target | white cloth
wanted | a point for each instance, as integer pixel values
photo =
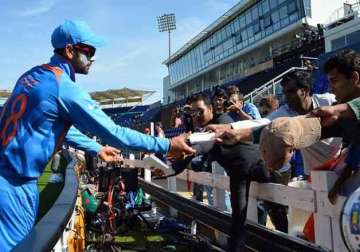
(325, 149)
(252, 124)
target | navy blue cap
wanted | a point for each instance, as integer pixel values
(74, 32)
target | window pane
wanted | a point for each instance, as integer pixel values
(273, 4)
(244, 35)
(292, 7)
(255, 13)
(237, 24)
(257, 27)
(338, 43)
(283, 12)
(267, 21)
(248, 17)
(353, 37)
(242, 21)
(265, 6)
(275, 16)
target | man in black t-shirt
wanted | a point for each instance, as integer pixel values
(242, 163)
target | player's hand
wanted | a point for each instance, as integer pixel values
(110, 154)
(178, 147)
(157, 172)
(333, 195)
(234, 108)
(232, 136)
(328, 115)
(218, 129)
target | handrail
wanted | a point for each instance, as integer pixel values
(257, 236)
(49, 229)
(270, 84)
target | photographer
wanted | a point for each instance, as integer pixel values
(240, 110)
(242, 163)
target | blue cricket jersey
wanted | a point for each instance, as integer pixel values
(37, 117)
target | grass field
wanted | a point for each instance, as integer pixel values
(49, 191)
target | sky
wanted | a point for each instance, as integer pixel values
(134, 50)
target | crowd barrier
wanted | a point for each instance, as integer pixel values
(313, 200)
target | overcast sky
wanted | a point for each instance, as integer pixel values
(134, 51)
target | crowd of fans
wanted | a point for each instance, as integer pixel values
(243, 160)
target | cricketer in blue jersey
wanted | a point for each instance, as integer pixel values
(40, 113)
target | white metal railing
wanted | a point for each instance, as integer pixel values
(345, 11)
(314, 200)
(269, 87)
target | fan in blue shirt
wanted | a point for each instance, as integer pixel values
(47, 107)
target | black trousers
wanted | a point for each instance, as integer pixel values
(239, 190)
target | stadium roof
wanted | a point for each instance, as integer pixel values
(118, 96)
(212, 28)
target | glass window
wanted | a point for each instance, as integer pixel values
(307, 7)
(265, 6)
(276, 26)
(294, 17)
(283, 12)
(284, 22)
(229, 30)
(242, 21)
(248, 17)
(244, 35)
(275, 16)
(237, 24)
(353, 37)
(238, 38)
(268, 30)
(257, 27)
(273, 4)
(338, 43)
(292, 7)
(254, 12)
(267, 21)
(250, 31)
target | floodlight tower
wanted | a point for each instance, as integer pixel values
(167, 23)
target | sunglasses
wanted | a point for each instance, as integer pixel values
(197, 112)
(88, 51)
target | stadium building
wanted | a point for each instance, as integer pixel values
(257, 39)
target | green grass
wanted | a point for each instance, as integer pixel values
(137, 238)
(49, 191)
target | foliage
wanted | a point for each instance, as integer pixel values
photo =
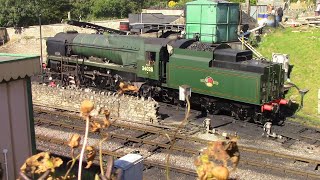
(302, 45)
(212, 163)
(40, 163)
(25, 13)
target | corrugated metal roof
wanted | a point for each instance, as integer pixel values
(13, 66)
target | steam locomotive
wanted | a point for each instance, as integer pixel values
(221, 78)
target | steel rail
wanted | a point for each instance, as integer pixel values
(192, 151)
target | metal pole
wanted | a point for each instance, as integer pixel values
(41, 60)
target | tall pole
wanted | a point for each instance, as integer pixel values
(41, 60)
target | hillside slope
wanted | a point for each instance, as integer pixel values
(303, 46)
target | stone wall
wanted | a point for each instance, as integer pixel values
(121, 106)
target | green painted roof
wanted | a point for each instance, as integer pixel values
(13, 66)
(201, 2)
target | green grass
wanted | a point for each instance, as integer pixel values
(303, 48)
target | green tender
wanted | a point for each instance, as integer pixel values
(215, 22)
(192, 68)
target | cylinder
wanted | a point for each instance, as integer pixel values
(262, 18)
(124, 26)
(271, 21)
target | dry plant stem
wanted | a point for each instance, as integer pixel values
(45, 175)
(70, 168)
(83, 147)
(174, 136)
(25, 177)
(100, 154)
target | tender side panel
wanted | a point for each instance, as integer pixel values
(223, 83)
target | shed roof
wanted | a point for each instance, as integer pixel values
(13, 66)
(207, 2)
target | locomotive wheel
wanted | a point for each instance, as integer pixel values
(145, 91)
(166, 96)
(259, 118)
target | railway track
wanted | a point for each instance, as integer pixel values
(141, 139)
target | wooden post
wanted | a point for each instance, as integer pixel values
(319, 101)
(248, 7)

+++++

→ Task requirements
Once the line with "target | railway track" is located in the data above, repeat it and every later line through the end, exactly.

→ Completed task
target | railway track
wanted | a point for each instance, as integer pixel values
(141, 139)
target | wooden post
wanted | a point for each instance, as integer pixel values
(319, 101)
(248, 7)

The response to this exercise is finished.